[EXERCISE REQUIREMENTS] For each line of the material below, give that line again word for word.

-------- DATASET --------

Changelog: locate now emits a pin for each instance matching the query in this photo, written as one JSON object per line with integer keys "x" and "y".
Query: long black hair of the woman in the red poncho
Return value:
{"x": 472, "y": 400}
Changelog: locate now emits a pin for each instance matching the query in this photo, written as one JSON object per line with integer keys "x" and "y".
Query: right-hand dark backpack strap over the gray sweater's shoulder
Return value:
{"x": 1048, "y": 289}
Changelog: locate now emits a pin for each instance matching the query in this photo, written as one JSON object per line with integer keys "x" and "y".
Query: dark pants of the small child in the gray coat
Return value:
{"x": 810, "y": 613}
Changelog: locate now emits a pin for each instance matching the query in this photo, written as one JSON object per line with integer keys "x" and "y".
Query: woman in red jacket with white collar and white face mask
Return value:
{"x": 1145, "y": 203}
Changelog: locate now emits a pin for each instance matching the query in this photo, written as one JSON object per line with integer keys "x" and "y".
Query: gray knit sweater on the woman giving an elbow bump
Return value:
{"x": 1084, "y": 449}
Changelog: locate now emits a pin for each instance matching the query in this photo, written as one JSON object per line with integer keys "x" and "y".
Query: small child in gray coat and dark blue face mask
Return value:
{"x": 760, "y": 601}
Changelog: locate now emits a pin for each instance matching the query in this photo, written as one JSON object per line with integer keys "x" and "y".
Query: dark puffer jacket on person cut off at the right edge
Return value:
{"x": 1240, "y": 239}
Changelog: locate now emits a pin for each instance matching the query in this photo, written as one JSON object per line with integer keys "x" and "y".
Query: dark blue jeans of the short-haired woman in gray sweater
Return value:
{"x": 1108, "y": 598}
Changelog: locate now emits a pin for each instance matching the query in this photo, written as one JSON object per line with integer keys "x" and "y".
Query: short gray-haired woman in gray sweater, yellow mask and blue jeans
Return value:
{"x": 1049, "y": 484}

--------

[COMPLETED TASK]
Changelog: locate now emits a pin for each instance matching the query in this photo, written as one JSON object per line with integer keys "x" and "y".
Query: long black hair of the woman in the red poncho
Return value:
{"x": 472, "y": 400}
Changelog: locate now emits a pin for each instance matching the query in this photo, written as one JSON object per line with integer keys "x" and "y".
Query: right-hand dark backpack strap over the gray sweater's shoulder
Return value:
{"x": 1048, "y": 289}
Changelog: locate now emits a pin for each instance matching the query in this photo, written as one JSON object per line with integer keys "x" and "y".
Query: dark pants of the small child in the gray coat
Return value:
{"x": 810, "y": 613}
Changelog: locate now emits a pin for each instance matching the query in this photo, written as one JSON object per line with integer keys "x" and "y".
Query: woman in red jacket with white collar and white face mask
Return value:
{"x": 1145, "y": 203}
Changelog: locate now emits a pin for each instance matching the query in this photo, written as one JSON object per line with integer keys "x" and "y".
Query: gray knit sweater on the woman giving an elbow bump
Return value:
{"x": 1084, "y": 449}
Changelog: locate now emits a pin for each instance matching the query in this photo, written as one JSON object per line with integer keys "x" and "y".
Query: small child in gray coat and dark blue face mask
Return value:
{"x": 760, "y": 601}
Changelog: locate now emits a pin for each instance matching the query in this photo, written as one JSON object per line with integer keys "x" and "y".
Query: dark puffer jacket on person cut off at the right edge
Return value:
{"x": 1240, "y": 239}
Changelog: locate now emits a pin for each instance matching the query in this photo, written as one JSON object per line with integer keys "x" and "y".
Query: dark blue jeans of the short-haired woman in gray sweater
Return value:
{"x": 1108, "y": 598}
Changelog: locate now emits a pin for each instance matching the query in this photo, written as one JSON object per line with integer keys "x" and "y".
Query: short gray-haired woman in gray sweater, yellow mask and blue jeans
Return value:
{"x": 1049, "y": 484}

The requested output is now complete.